* [DATA SHOWN]:
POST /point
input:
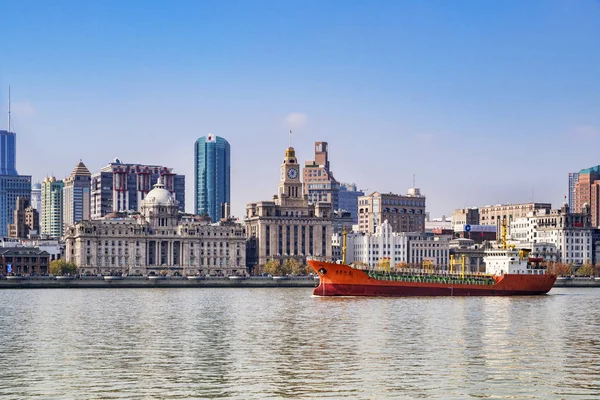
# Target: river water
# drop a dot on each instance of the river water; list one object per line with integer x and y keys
{"x": 285, "y": 343}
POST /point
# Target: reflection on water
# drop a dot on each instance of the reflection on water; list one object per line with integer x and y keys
{"x": 285, "y": 343}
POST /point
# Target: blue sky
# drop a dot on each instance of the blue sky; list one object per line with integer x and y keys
{"x": 485, "y": 101}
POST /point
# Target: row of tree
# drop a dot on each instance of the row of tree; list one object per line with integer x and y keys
{"x": 587, "y": 269}
{"x": 62, "y": 267}
{"x": 290, "y": 266}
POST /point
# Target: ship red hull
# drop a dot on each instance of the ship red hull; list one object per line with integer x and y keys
{"x": 342, "y": 280}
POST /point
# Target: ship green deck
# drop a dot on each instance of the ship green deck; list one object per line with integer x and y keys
{"x": 448, "y": 279}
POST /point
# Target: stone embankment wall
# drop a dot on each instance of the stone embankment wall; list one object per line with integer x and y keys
{"x": 46, "y": 282}
{"x": 577, "y": 282}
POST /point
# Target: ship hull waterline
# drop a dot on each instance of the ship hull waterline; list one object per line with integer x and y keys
{"x": 342, "y": 280}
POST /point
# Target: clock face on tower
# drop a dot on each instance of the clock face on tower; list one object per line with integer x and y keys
{"x": 292, "y": 173}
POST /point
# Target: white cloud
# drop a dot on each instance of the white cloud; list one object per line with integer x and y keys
{"x": 22, "y": 109}
{"x": 585, "y": 132}
{"x": 296, "y": 120}
{"x": 424, "y": 138}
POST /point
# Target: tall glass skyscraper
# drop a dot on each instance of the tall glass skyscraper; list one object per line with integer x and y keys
{"x": 213, "y": 170}
{"x": 8, "y": 153}
{"x": 12, "y": 185}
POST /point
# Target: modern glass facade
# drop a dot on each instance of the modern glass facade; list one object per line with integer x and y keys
{"x": 213, "y": 170}
{"x": 573, "y": 179}
{"x": 348, "y": 199}
{"x": 11, "y": 187}
{"x": 8, "y": 153}
{"x": 52, "y": 208}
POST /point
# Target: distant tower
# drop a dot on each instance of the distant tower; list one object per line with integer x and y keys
{"x": 52, "y": 208}
{"x": 36, "y": 197}
{"x": 76, "y": 195}
{"x": 212, "y": 173}
{"x": 319, "y": 182}
{"x": 12, "y": 185}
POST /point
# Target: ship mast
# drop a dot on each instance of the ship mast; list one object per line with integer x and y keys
{"x": 344, "y": 235}
{"x": 503, "y": 225}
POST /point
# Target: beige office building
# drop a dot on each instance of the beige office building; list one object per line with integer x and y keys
{"x": 288, "y": 226}
{"x": 159, "y": 239}
{"x": 404, "y": 213}
{"x": 493, "y": 215}
{"x": 319, "y": 183}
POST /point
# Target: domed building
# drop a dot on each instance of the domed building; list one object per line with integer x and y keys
{"x": 157, "y": 239}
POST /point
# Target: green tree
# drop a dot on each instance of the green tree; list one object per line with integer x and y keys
{"x": 360, "y": 264}
{"x": 62, "y": 267}
{"x": 586, "y": 269}
{"x": 294, "y": 267}
{"x": 272, "y": 267}
{"x": 560, "y": 269}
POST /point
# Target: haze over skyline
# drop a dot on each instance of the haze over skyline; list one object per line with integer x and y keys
{"x": 485, "y": 102}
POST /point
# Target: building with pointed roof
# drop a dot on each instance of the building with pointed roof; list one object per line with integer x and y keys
{"x": 289, "y": 226}
{"x": 76, "y": 195}
{"x": 158, "y": 239}
{"x": 52, "y": 208}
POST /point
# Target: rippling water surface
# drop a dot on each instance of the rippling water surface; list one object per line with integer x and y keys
{"x": 285, "y": 343}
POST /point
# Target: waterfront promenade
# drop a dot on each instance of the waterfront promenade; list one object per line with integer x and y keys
{"x": 50, "y": 282}
{"x": 61, "y": 282}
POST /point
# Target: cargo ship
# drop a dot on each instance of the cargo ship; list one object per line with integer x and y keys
{"x": 509, "y": 272}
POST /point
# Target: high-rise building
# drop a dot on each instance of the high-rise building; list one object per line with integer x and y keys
{"x": 36, "y": 197}
{"x": 287, "y": 226}
{"x": 12, "y": 185}
{"x": 405, "y": 213}
{"x": 348, "y": 199}
{"x": 159, "y": 239}
{"x": 587, "y": 191}
{"x": 573, "y": 179}
{"x": 122, "y": 187}
{"x": 465, "y": 216}
{"x": 76, "y": 195}
{"x": 319, "y": 183}
{"x": 213, "y": 170}
{"x": 52, "y": 208}
{"x": 8, "y": 153}
{"x": 494, "y": 215}
{"x": 26, "y": 220}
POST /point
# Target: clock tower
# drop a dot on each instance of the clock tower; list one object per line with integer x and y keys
{"x": 290, "y": 184}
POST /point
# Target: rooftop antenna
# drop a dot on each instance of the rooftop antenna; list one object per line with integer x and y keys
{"x": 9, "y": 120}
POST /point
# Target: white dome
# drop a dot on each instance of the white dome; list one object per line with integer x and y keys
{"x": 159, "y": 195}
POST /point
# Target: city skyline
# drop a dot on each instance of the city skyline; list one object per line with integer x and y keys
{"x": 484, "y": 93}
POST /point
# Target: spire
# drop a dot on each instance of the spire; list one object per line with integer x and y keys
{"x": 9, "y": 120}
{"x": 159, "y": 183}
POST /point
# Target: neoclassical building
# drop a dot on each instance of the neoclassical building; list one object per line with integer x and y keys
{"x": 288, "y": 226}
{"x": 158, "y": 238}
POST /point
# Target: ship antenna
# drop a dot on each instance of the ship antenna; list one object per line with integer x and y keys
{"x": 344, "y": 235}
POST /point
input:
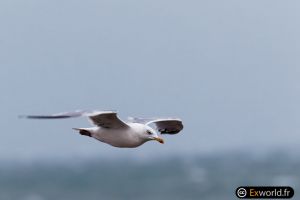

* [TASK]: Show every line of the rows above that contains the string "haze".

* [COMPLETE RESPONSE]:
# Target: haze over skyline
# drop a dot on each instance of the haze over skyline; list one object per line with integer x and y keys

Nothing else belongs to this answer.